§ **你的任务**:
根据题目摘录回答下列问题：
(a) 这道题的时间限制是多少？
(b) 题目中给出的 HK(364) 的值是多少？
(c) 输入中 m 的取值范围是什么？
**** 题目摘录
NEFU 2016省赛演练一 B题（递推）

HK

Problem:B

Time Limit:2000ms

Memory Limit:65535K

Description

yy is interested in numbers and yy numbers all of the day, Now yy give us the definition of the HK of a decimal number: if(0 <= x < 10)  HK(x) = x, else HK(bit[1]bit[2]..bit[nBit]) = HK(bit[1] + bit[2] +...+bit[nBit]), such as HK(2) = 2, HK(364) = HK(3 + 6 + 4) = HK(13) = HK(1 + 3) = HK(4) = 4. As you can see is easy to a decimal number X's HK(X),  but now yy want to know the smallest x such in the range of 1 to x (1 and x included, x >= 1)  that there exist n decimal numbers who's HK(x) = m.

Input

There are multi case end with EOF
Each  case has two numbers n, m as described above (0 <= n < 10^10000, 1<= m <= 9)
********
**** 收集的数据
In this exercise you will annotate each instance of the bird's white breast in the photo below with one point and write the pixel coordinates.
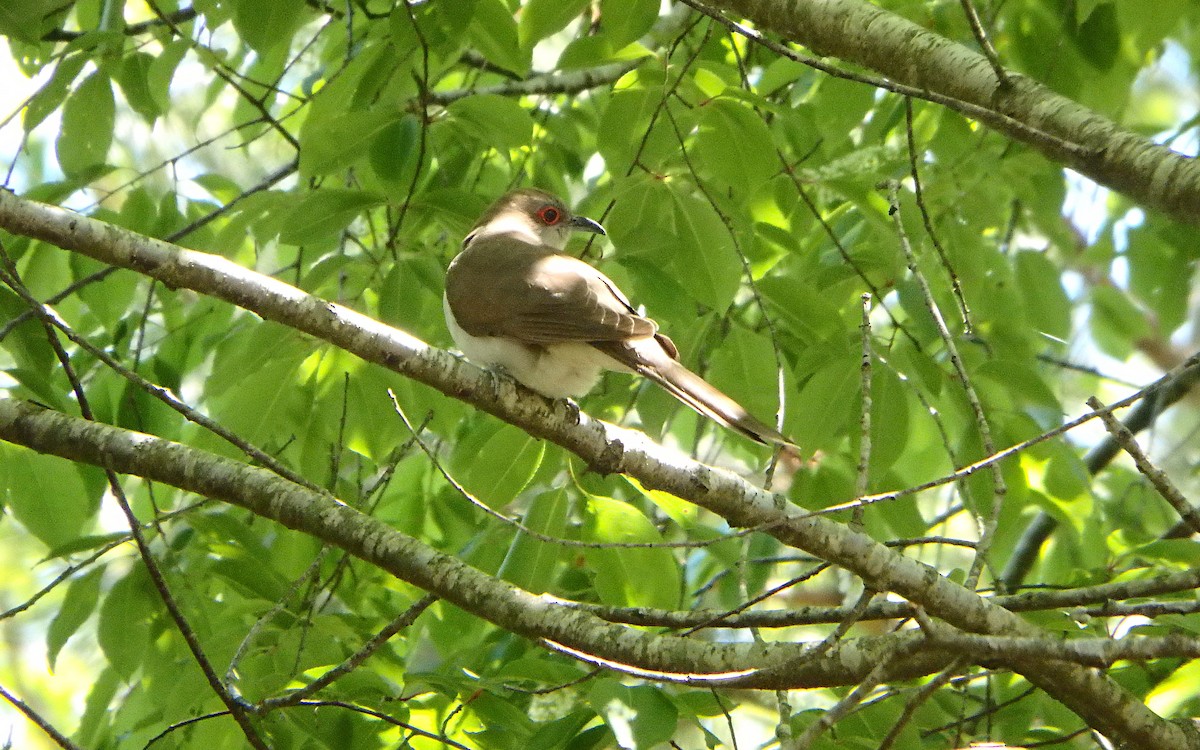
(559, 370)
********
§ **回答**:
(a) 2000ms。
(b) 4。
(c) 1 <= m <= 9。